▶ **Directions for this task**:
Identify each line in the records below that contains the word "bean", and copy those lines.

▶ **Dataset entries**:
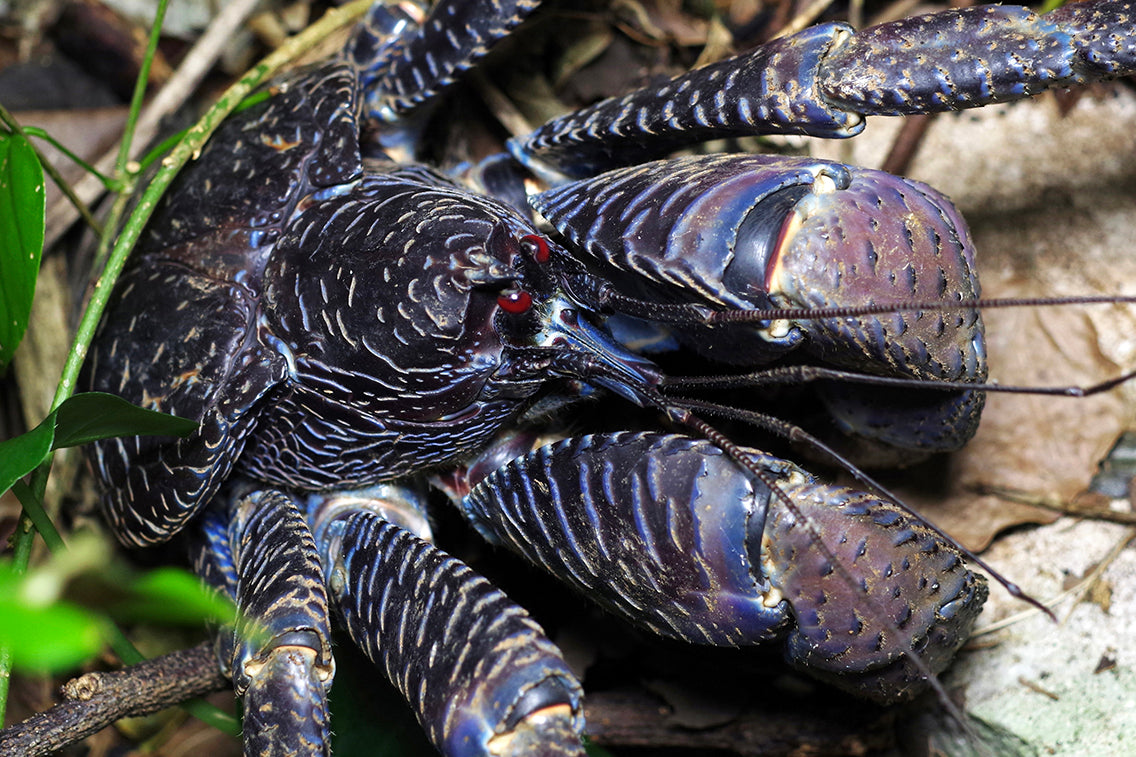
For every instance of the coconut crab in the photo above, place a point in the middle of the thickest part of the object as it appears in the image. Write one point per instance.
(286, 405)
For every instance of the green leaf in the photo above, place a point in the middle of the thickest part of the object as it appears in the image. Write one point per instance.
(52, 637)
(80, 419)
(93, 415)
(22, 455)
(173, 597)
(21, 239)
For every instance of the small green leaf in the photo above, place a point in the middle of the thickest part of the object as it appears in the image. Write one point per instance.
(173, 597)
(21, 455)
(93, 415)
(21, 239)
(52, 637)
(83, 418)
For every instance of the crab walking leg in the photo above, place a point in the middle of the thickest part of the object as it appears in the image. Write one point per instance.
(403, 73)
(475, 667)
(671, 534)
(262, 554)
(823, 81)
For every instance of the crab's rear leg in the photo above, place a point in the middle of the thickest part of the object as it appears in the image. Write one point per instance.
(478, 672)
(258, 549)
(671, 534)
(825, 80)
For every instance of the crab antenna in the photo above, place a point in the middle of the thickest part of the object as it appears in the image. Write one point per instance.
(795, 433)
(691, 314)
(799, 374)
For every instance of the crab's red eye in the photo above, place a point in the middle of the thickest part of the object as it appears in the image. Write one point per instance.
(537, 247)
(515, 301)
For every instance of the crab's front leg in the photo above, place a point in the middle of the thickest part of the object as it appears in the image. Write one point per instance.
(477, 671)
(671, 534)
(256, 547)
(823, 82)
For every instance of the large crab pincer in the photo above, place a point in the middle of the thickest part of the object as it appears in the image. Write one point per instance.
(347, 329)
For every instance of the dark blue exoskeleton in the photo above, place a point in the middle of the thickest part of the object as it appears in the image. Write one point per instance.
(343, 326)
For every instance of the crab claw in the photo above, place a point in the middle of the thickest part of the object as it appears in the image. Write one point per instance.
(671, 534)
(763, 232)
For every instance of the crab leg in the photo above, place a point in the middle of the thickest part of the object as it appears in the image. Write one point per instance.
(823, 81)
(261, 552)
(478, 672)
(401, 74)
(669, 533)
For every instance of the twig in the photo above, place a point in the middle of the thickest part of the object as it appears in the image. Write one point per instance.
(1058, 505)
(197, 63)
(93, 701)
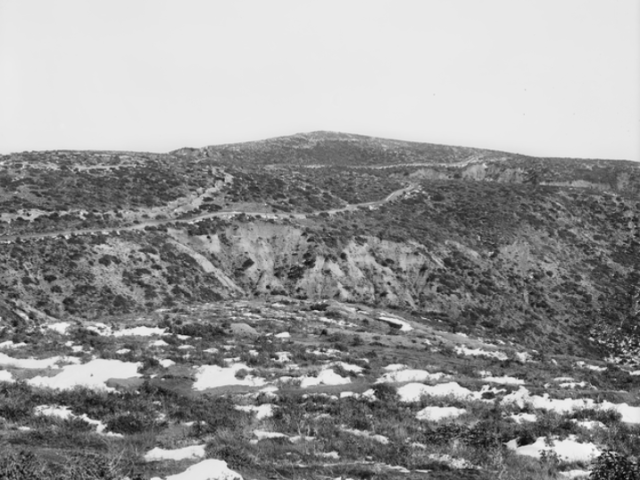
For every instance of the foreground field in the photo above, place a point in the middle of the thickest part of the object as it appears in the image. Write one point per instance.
(302, 390)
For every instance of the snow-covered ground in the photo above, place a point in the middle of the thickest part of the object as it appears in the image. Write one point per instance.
(410, 375)
(568, 450)
(213, 376)
(325, 377)
(209, 469)
(439, 413)
(92, 375)
(158, 454)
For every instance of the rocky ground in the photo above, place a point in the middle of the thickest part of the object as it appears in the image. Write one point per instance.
(304, 390)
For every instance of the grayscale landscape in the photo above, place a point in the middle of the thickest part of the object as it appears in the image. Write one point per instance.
(321, 305)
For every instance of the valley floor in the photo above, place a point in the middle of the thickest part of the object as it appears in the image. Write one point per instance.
(301, 390)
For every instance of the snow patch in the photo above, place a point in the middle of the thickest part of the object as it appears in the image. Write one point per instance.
(411, 375)
(212, 376)
(140, 332)
(436, 414)
(568, 450)
(325, 377)
(404, 326)
(504, 380)
(92, 375)
(158, 454)
(209, 469)
(478, 352)
(34, 364)
(261, 411)
(60, 327)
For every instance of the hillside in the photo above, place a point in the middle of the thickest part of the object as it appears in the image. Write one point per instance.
(474, 249)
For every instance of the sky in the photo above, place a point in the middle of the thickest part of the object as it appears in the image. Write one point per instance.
(539, 77)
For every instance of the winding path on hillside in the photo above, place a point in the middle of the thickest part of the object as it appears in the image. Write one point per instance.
(220, 214)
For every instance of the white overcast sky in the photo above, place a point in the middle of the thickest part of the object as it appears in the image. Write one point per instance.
(540, 77)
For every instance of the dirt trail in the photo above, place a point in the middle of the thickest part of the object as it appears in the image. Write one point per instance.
(220, 214)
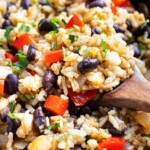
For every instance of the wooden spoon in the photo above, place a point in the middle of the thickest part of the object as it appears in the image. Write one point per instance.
(134, 93)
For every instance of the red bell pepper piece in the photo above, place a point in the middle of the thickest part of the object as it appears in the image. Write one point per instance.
(119, 3)
(113, 8)
(53, 56)
(32, 72)
(11, 57)
(128, 3)
(1, 87)
(79, 99)
(24, 39)
(75, 20)
(56, 105)
(112, 143)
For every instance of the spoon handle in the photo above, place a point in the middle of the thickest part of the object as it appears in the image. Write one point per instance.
(134, 93)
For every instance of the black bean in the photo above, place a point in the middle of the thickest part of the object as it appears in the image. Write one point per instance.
(118, 28)
(129, 25)
(4, 112)
(12, 124)
(45, 25)
(6, 23)
(73, 110)
(11, 84)
(85, 110)
(97, 3)
(39, 120)
(95, 30)
(25, 4)
(112, 130)
(137, 52)
(48, 80)
(31, 53)
(77, 147)
(88, 64)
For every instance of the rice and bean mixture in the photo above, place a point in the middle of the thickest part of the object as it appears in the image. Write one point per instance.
(55, 56)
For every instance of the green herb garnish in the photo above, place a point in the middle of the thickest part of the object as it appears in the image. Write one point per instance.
(33, 24)
(52, 32)
(72, 37)
(54, 22)
(24, 28)
(23, 62)
(87, 51)
(64, 21)
(7, 32)
(12, 115)
(64, 52)
(12, 105)
(53, 126)
(145, 23)
(54, 45)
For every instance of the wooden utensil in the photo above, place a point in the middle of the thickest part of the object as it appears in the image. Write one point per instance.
(134, 93)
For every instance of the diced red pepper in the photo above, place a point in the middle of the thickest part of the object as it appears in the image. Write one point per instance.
(56, 105)
(24, 39)
(53, 56)
(32, 72)
(1, 87)
(112, 143)
(128, 3)
(11, 57)
(79, 99)
(113, 8)
(75, 20)
(119, 3)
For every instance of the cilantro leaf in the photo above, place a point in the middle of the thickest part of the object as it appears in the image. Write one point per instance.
(53, 126)
(7, 32)
(54, 22)
(24, 28)
(12, 105)
(12, 115)
(22, 63)
(72, 37)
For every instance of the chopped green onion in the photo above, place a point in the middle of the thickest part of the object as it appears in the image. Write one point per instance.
(12, 115)
(72, 37)
(53, 126)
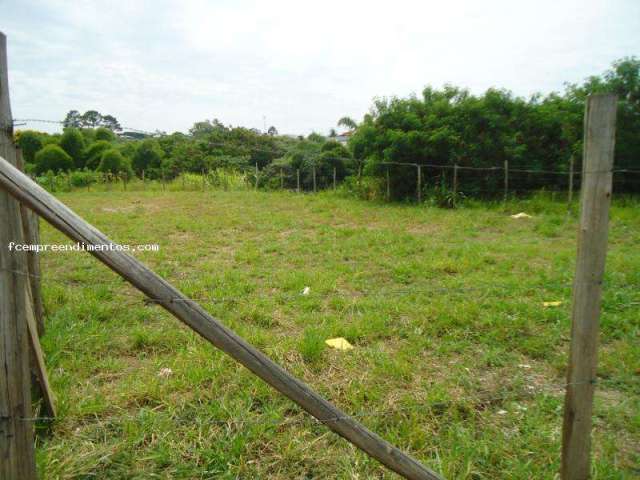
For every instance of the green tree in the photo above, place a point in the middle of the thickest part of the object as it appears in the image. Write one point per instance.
(72, 142)
(148, 157)
(53, 158)
(347, 122)
(104, 133)
(93, 153)
(30, 142)
(112, 161)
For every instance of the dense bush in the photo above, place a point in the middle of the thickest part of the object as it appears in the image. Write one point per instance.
(148, 157)
(93, 153)
(105, 134)
(52, 158)
(452, 126)
(72, 142)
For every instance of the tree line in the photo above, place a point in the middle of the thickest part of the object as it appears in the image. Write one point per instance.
(442, 127)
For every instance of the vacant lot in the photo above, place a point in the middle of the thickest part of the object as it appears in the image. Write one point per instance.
(456, 360)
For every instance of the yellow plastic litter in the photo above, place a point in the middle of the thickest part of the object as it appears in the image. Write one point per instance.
(551, 304)
(339, 343)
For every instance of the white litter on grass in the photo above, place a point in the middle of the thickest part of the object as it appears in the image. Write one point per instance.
(339, 343)
(551, 304)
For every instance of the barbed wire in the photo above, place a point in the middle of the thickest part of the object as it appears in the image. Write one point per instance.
(518, 169)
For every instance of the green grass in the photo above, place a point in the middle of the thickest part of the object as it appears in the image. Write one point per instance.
(455, 359)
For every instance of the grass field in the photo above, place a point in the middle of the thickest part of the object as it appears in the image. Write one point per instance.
(456, 360)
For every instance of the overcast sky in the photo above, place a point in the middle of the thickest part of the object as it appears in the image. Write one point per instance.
(158, 64)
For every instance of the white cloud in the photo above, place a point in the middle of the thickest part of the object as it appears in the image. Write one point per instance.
(166, 64)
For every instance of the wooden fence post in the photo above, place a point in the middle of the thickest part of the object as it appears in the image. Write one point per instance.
(257, 173)
(314, 178)
(506, 180)
(31, 230)
(17, 457)
(599, 140)
(455, 184)
(570, 194)
(388, 185)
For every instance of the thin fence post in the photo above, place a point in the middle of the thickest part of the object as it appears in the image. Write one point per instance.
(506, 179)
(257, 173)
(455, 184)
(388, 185)
(599, 139)
(314, 178)
(570, 194)
(17, 457)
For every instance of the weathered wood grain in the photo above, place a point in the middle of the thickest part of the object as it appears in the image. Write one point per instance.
(17, 460)
(597, 165)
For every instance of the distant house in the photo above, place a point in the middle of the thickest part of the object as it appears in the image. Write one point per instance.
(343, 137)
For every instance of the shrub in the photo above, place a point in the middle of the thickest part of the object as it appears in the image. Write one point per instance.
(105, 134)
(148, 157)
(93, 154)
(53, 158)
(72, 142)
(30, 143)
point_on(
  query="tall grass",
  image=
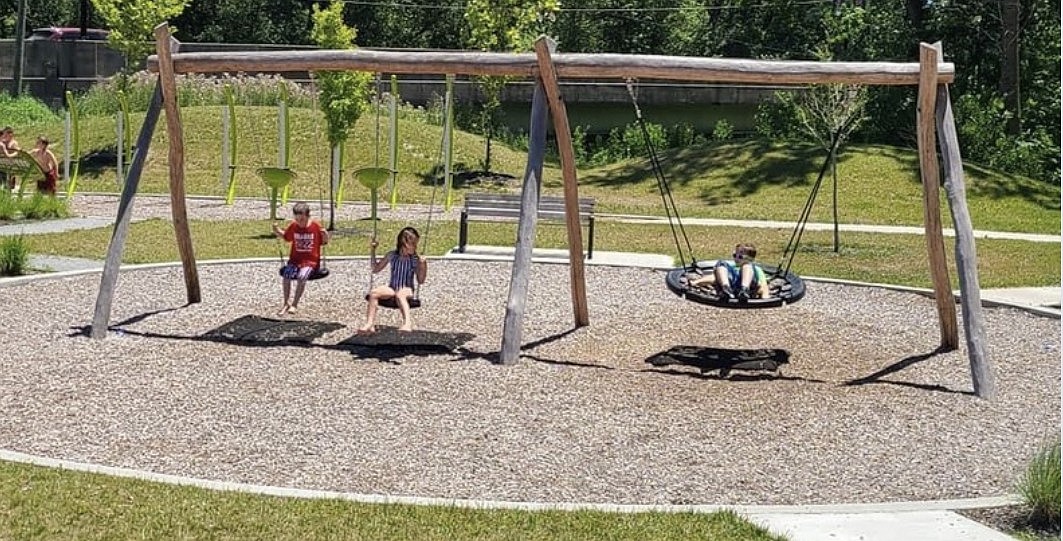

▶ **Answer to this task**:
For every instance of the black bean in the photo above, place a point in the middle of the thickest part of the object as it appears in the image. Write one point per instance.
For every instance of the rice and bean mixture in the photo above, place a point in the middle of the thickest part of the object as it appears in the image. Write one point per instance.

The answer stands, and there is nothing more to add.